What you will do — Each line of the material below should be reproduced exactly.

Data for the task —
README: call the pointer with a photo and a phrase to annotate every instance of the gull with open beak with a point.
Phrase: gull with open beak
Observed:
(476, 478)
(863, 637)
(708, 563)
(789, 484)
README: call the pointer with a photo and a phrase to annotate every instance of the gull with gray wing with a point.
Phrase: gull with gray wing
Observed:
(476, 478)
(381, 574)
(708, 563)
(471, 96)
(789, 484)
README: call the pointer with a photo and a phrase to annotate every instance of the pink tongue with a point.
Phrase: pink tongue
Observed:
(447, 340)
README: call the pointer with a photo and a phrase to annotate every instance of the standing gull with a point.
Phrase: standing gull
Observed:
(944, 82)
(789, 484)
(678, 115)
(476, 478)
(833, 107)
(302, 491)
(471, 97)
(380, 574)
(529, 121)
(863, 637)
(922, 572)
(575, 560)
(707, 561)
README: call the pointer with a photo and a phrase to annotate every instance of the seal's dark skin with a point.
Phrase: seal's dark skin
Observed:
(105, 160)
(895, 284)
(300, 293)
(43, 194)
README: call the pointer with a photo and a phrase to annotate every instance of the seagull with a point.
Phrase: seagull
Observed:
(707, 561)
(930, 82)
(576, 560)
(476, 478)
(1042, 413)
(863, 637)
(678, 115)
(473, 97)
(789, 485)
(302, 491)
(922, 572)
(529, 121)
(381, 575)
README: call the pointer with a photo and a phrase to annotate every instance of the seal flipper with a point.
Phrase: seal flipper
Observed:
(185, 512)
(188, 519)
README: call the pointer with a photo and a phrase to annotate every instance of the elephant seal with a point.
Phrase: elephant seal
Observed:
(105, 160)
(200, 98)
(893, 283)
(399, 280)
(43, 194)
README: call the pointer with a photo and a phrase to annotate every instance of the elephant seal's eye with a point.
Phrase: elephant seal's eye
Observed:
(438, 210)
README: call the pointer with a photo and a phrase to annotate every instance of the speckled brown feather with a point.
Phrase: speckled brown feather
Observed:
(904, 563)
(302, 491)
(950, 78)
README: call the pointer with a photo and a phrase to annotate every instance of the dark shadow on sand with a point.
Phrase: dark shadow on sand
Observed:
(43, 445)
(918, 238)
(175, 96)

Solved exercise —
README: call the pointer with a photo and a phrase to annotate every instance of the gull with open beak with a point.
Phrase: gull with open beak
Observed:
(476, 478)
(863, 637)
(708, 563)
(789, 484)
README: call the pointer with a photo and a phrase to annotate every instance of the gull with gray wing with a point.
Phrase: gull with gray wing
Observed:
(476, 478)
(381, 574)
(708, 563)
(471, 96)
(789, 484)
README: call the pointer with a photo and a phrase to annotate every instance of the pink tongue with a point.
Phrase: pink tongue
Observed:
(447, 340)
README: call the pointer with a photo and a phrase to annotate every instance of the standing gull with a point.
Phrase: standing gull
Observed:
(944, 82)
(789, 484)
(678, 115)
(476, 478)
(833, 107)
(302, 491)
(471, 97)
(380, 574)
(529, 121)
(863, 637)
(922, 572)
(575, 560)
(707, 561)
README: call the pointer with a photo and a phrase to annotate every instance of the seal's dark skin with a point.
Phrase: seal's dark skin
Observed:
(105, 160)
(895, 284)
(300, 293)
(43, 194)
README: call the pointer with a photo and a phrase to annotate every instance of the seagull with a point.
Phrase: seagull
Observed:
(707, 561)
(930, 82)
(576, 560)
(476, 478)
(1042, 413)
(863, 637)
(678, 115)
(473, 97)
(789, 485)
(302, 491)
(922, 572)
(529, 121)
(381, 575)
README: call the pointer with a photo and a phrase to annotate every instance of the seal flipper with a point.
Phrase: seal flipper
Observed:
(185, 512)
(188, 519)
README: call the pointer with a photo and a phrase to annotate every instance of the elephant seal with a point.
Phrase: elephant seal
Observed:
(105, 160)
(200, 98)
(893, 283)
(399, 280)
(43, 194)
README: call the pointer with a photo and a phrase to annotate every instance of the elephant seal's eye with a point.
Phrase: elephant seal's eye
Observed:
(438, 210)
README: call the pointer with a photo and a phrase to annotate every instance of the speckled brown feather with a point.
Phrase: speckled brown feather
Observed:
(904, 563)
(302, 491)
(950, 78)
README: call the pointer with a photo and a phrase to annotate every instance of the dark shadow on sand with a point.
Phrase: dark shadow on sand
Observed:
(43, 445)
(918, 238)
(175, 96)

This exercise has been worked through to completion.